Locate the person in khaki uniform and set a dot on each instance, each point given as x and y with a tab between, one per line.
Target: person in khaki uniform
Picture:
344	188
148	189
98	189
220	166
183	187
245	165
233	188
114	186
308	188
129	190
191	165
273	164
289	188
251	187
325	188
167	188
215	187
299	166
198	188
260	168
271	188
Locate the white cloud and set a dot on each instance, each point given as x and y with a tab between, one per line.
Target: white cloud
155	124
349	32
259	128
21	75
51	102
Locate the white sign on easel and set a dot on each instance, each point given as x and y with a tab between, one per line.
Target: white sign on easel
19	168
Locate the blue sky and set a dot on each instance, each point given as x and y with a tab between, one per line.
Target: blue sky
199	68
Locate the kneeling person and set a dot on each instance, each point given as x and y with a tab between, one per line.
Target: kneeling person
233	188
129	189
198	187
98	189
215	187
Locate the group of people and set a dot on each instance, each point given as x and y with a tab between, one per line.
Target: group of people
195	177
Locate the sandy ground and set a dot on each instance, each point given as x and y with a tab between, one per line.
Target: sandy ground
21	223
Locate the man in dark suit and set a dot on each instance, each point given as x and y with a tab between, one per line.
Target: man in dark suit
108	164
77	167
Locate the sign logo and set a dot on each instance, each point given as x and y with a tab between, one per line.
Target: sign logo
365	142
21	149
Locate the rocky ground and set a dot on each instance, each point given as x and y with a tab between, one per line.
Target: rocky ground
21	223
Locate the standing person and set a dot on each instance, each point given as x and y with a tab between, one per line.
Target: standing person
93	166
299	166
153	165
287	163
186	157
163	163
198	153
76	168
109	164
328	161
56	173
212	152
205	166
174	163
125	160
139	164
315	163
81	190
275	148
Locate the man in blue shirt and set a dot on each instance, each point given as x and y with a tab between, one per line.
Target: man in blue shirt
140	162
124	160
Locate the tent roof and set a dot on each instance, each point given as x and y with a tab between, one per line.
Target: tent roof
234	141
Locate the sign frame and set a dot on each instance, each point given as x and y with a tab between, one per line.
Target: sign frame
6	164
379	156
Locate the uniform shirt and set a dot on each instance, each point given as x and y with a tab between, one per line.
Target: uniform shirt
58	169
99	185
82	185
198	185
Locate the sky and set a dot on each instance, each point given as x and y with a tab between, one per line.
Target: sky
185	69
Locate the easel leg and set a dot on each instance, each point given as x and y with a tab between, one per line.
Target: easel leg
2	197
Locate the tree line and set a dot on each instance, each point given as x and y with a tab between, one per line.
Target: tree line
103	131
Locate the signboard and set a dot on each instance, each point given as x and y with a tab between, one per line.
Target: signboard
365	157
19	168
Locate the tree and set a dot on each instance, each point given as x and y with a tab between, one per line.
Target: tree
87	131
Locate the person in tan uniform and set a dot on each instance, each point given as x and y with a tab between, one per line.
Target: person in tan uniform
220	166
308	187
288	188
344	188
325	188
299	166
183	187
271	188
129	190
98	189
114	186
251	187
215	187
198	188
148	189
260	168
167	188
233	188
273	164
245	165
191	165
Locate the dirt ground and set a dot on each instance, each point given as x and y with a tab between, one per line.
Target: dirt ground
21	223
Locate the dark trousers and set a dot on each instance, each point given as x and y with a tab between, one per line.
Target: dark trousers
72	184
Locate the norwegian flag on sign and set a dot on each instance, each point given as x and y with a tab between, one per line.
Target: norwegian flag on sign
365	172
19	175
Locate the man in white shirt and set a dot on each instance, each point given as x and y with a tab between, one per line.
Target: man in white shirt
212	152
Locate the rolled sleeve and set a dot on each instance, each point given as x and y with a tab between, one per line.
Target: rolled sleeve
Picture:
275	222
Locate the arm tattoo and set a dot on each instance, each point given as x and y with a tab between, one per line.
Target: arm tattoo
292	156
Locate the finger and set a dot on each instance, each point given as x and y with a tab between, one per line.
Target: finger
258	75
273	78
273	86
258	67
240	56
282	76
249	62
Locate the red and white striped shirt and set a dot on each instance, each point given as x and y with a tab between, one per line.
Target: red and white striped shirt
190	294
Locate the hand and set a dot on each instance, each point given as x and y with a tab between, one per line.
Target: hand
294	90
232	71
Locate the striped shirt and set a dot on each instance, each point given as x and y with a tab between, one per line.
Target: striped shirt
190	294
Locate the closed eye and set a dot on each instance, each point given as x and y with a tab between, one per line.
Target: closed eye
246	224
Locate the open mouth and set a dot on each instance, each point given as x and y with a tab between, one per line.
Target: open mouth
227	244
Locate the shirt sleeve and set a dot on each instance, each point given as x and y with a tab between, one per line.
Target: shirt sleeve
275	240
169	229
==
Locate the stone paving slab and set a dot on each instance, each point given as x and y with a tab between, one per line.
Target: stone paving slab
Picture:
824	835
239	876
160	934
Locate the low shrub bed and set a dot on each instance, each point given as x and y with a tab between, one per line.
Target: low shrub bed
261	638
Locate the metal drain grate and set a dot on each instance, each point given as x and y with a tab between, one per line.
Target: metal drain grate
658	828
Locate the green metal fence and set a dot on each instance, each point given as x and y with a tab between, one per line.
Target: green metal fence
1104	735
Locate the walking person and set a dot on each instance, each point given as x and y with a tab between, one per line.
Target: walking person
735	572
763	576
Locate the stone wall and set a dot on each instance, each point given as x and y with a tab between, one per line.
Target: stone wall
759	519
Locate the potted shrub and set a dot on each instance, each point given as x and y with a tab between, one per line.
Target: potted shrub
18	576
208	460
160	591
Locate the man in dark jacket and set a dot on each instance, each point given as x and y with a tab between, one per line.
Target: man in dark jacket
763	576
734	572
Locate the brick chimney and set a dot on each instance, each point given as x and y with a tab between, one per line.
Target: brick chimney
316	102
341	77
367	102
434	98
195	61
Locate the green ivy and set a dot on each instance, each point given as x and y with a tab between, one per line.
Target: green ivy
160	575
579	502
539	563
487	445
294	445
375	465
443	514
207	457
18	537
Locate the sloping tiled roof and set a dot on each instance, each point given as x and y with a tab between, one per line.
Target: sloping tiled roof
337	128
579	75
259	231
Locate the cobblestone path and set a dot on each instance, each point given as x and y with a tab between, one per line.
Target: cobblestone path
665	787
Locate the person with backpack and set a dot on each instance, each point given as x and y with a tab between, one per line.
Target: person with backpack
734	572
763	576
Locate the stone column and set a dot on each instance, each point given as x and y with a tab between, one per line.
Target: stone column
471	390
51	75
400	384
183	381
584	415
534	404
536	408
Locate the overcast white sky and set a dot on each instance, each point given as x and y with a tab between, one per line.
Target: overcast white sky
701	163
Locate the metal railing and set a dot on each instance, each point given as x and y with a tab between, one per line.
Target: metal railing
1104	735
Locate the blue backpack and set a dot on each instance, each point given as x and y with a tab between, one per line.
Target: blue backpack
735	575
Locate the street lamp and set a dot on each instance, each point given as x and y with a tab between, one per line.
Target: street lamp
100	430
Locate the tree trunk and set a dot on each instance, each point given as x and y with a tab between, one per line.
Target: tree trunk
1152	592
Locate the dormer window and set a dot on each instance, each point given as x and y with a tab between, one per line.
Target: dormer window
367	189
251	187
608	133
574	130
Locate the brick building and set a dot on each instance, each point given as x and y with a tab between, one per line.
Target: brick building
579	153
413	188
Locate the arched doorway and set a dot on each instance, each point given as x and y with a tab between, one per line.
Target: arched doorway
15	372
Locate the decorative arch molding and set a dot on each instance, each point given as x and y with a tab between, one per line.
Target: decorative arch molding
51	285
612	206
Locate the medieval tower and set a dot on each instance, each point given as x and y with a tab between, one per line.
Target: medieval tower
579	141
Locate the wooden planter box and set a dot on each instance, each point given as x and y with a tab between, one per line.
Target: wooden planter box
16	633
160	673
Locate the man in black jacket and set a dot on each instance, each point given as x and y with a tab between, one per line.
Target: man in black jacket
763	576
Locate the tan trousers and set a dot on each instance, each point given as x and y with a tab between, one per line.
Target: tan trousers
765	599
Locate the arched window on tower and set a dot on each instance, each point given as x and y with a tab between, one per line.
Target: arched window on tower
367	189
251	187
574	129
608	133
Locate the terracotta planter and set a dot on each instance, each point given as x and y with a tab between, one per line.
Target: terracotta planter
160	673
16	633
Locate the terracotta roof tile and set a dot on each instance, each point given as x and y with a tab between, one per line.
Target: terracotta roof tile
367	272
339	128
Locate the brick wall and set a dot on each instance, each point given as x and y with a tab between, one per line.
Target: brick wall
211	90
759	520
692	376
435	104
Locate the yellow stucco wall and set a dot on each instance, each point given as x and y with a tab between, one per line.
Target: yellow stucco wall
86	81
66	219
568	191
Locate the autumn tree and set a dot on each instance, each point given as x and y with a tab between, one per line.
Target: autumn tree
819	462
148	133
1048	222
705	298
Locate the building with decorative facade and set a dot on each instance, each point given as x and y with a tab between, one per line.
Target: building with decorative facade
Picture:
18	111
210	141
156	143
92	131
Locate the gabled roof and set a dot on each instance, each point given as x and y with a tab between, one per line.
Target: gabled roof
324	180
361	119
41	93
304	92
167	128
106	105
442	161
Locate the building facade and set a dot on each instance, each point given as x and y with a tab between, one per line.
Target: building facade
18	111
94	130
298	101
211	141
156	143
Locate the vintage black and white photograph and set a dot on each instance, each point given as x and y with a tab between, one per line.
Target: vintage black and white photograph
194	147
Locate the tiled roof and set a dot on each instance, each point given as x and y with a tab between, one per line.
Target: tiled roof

THE PROBLEM — Retype the portion of the data above that starts on the line with "Locate the blue backpack" and finishes on the line with "Locate the tree trunk", including both of those lines.

EXERCISE ANSWER —
Locate the blue backpack and set a dot on each instance, each point given as x and y with a tab between, one per line.
Target: blue backpack
735	575
Locate the street lamp and set a dot on each instance, each point given as x and y with a tab between, one per line.
Target: street lamp
100	430
Locate the tree trunk and set a dot on each instance, each point given as x and y with a tab between, one per line.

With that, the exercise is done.